**WHAT IS EXPECTED:** Copy the rows below exactly as they appear, starting at the line that contains "In this exercise you will tag the boat's" and ending at the last row, with both ends included.

>> Begin

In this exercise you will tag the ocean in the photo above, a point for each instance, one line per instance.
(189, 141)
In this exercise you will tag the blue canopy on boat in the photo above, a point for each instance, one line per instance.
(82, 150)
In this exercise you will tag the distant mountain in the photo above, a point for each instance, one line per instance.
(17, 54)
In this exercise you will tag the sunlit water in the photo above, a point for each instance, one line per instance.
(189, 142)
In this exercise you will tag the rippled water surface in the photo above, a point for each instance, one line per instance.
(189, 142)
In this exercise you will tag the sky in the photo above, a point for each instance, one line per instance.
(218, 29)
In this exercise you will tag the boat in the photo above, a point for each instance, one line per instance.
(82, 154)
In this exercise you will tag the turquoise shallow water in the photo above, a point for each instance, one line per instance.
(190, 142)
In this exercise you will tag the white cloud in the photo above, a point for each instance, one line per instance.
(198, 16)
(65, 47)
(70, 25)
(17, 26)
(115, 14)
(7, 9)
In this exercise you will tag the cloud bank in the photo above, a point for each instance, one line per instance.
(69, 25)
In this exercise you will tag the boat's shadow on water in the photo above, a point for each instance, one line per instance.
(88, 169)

>> End

**ANSWER IN FULL:**
In this exercise you will tag the boat's shadow on water in the photo above, a point for each instance, one line per instance.
(88, 169)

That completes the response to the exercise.